— BEGIN Data listing —
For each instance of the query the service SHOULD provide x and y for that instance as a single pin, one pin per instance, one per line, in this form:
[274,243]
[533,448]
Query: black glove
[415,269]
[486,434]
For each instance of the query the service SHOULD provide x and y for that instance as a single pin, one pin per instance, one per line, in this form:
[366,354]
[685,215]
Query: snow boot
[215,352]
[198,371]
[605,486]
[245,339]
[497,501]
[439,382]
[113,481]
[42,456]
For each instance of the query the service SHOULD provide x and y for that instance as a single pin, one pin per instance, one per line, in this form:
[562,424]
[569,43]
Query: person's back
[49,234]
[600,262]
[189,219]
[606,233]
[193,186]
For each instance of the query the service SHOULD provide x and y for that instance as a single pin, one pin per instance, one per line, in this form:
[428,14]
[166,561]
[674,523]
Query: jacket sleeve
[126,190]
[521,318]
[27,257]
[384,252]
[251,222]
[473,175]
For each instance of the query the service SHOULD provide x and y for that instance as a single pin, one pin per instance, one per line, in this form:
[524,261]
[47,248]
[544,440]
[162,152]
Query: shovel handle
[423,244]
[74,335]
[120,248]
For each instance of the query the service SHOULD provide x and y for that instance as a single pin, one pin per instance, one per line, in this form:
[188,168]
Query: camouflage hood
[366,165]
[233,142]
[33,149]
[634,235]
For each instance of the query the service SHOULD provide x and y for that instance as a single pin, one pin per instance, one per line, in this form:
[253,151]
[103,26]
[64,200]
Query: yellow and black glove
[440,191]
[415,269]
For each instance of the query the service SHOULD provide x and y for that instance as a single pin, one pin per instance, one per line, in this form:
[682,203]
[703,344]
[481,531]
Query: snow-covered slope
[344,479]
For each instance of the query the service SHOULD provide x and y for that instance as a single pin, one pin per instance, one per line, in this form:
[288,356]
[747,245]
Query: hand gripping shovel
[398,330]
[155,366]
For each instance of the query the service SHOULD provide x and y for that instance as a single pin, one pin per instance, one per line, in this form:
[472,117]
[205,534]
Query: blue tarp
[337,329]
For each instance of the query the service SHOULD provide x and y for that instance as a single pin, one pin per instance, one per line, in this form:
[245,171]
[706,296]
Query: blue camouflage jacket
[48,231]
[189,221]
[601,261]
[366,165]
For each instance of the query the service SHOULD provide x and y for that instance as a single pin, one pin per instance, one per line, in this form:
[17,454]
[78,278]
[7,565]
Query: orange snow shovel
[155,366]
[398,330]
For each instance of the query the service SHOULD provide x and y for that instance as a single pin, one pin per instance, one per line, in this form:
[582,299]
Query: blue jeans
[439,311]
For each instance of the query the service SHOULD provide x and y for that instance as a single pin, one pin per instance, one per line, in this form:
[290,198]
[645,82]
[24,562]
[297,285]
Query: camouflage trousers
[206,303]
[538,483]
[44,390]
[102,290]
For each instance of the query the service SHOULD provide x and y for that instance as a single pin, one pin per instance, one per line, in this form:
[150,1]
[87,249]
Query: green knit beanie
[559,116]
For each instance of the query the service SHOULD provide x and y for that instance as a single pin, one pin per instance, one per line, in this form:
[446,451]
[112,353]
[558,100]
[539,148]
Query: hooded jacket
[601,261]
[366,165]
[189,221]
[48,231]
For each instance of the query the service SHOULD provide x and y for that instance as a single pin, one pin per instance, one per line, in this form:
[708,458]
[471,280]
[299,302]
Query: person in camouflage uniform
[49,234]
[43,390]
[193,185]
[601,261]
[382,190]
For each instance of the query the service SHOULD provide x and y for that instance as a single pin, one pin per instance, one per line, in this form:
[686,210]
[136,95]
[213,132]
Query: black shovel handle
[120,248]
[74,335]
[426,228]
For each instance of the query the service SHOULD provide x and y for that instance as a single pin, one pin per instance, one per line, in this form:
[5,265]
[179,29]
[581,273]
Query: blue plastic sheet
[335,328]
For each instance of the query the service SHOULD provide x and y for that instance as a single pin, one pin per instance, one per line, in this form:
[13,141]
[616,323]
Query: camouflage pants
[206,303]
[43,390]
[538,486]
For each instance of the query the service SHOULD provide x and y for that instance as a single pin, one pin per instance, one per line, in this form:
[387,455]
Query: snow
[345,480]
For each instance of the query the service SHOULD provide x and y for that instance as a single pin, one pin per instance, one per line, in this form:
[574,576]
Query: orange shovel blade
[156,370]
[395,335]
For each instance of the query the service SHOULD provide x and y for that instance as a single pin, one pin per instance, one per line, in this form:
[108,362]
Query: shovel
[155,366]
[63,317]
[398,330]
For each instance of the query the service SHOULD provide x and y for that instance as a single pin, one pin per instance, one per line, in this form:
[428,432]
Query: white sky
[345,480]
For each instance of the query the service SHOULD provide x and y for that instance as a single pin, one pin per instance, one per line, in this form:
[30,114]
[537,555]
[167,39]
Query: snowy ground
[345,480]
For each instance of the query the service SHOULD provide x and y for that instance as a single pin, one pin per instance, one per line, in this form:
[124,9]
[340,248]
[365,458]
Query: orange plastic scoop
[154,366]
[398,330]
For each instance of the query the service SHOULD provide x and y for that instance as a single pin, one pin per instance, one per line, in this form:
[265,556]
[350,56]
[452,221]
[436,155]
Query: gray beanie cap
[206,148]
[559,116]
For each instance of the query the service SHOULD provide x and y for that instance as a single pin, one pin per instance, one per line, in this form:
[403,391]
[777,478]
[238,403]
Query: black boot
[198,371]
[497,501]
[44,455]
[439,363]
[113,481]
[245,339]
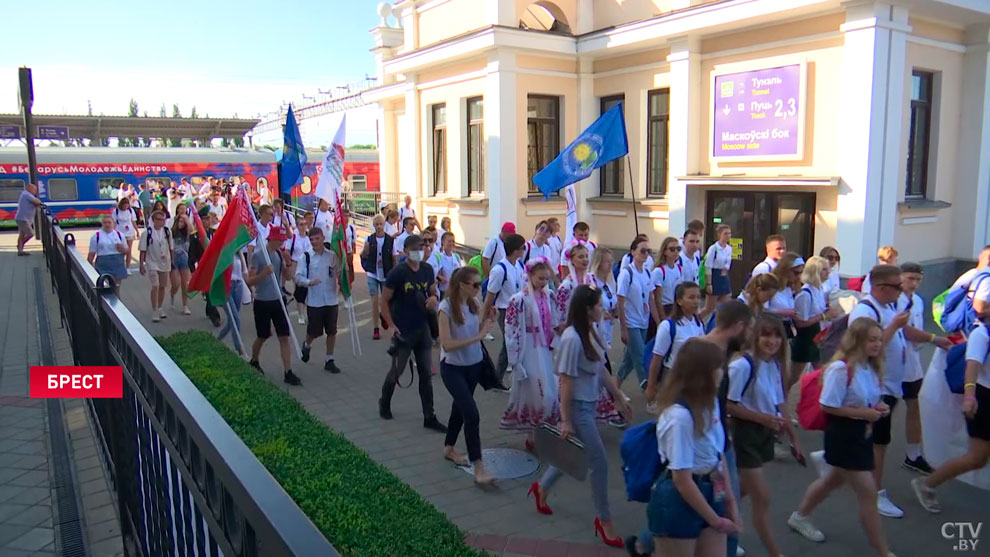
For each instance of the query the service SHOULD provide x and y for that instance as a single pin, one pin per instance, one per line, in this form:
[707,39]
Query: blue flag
[293,155]
[603,141]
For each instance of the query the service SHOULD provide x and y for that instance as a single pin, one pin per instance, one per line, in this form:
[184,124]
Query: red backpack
[809,410]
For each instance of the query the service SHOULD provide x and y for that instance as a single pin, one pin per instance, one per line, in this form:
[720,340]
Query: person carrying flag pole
[328,188]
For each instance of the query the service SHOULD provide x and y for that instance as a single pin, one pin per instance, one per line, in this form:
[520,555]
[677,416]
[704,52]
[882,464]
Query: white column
[972,198]
[410,143]
[871,90]
[503,117]
[685,117]
[588,111]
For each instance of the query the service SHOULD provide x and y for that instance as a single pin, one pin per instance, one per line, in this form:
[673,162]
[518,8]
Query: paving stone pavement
[26,510]
[347,403]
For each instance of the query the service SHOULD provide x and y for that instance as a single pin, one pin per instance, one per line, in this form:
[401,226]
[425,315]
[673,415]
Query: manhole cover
[507,464]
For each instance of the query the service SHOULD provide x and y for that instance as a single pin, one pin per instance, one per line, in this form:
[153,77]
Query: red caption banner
[77,382]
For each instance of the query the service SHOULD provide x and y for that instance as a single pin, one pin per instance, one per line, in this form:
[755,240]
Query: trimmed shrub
[361,507]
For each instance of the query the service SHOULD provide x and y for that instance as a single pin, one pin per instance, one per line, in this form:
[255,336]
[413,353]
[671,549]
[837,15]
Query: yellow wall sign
[736,244]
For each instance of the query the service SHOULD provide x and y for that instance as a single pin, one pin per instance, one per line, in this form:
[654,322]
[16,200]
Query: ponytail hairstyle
[585,298]
[767,324]
[682,290]
[456,295]
[764,282]
[693,380]
[853,347]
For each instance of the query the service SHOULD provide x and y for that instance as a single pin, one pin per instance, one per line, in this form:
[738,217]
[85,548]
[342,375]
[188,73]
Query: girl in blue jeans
[692,507]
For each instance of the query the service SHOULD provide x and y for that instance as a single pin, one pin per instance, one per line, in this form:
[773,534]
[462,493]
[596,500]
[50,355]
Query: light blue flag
[293,155]
[603,141]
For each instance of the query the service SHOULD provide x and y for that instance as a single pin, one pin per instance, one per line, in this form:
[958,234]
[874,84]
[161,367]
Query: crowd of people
[713,368]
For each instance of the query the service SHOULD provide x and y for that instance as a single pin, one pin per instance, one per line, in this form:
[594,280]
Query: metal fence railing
[184,482]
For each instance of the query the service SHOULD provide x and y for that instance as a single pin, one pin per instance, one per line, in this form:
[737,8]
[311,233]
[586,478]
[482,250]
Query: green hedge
[357,503]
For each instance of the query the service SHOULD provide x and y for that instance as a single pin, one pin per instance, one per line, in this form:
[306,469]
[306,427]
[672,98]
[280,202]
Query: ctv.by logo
[965,534]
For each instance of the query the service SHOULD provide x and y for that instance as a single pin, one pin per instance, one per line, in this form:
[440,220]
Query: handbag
[489,377]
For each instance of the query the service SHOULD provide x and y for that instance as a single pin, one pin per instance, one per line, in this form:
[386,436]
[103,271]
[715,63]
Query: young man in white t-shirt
[506,278]
[156,261]
[776,248]
[635,307]
[881,306]
[495,248]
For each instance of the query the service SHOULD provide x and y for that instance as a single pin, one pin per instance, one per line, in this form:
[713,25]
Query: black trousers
[461,382]
[419,344]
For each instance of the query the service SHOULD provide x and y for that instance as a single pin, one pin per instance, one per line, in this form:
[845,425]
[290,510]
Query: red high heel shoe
[541,504]
[611,542]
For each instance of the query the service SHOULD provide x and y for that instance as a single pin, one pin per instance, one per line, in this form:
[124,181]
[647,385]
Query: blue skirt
[720,283]
[112,265]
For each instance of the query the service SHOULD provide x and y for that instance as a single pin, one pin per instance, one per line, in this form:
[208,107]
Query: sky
[224,57]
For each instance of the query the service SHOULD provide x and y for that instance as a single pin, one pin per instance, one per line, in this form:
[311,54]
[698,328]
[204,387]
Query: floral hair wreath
[534,261]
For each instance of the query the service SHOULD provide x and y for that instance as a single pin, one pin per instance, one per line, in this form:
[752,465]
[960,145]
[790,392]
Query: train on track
[78,184]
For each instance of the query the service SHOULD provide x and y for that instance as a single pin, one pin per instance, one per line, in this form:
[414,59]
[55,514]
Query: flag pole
[632,190]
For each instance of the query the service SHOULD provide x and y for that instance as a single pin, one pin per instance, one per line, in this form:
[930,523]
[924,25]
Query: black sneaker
[383,410]
[919,465]
[433,423]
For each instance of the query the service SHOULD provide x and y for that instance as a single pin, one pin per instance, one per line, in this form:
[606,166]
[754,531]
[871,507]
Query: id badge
[718,487]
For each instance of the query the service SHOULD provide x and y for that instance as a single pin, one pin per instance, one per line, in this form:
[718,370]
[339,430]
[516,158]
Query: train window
[108,187]
[358,182]
[10,189]
[62,189]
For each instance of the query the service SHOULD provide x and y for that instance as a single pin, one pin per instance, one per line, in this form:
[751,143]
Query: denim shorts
[670,516]
[375,286]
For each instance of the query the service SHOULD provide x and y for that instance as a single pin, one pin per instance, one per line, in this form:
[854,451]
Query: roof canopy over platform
[96,128]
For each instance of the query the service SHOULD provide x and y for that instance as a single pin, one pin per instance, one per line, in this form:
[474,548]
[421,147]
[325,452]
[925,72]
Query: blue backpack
[955,368]
[957,307]
[484,283]
[641,464]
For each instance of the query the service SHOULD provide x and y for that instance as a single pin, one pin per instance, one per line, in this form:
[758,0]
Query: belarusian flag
[236,230]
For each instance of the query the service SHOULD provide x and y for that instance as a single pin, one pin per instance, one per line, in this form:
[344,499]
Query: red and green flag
[236,230]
— END Data listing —
Exercise instructions: Which lines in the data above contain the string "camouflage"? Pull out every one of them, treating uppercase and lowercase as different.

Correct response:
Query: camouflage hood
Query: blue camouflage jacket
Query: camouflage trousers
Query: person in camouflage uniform
Query: camouflage pants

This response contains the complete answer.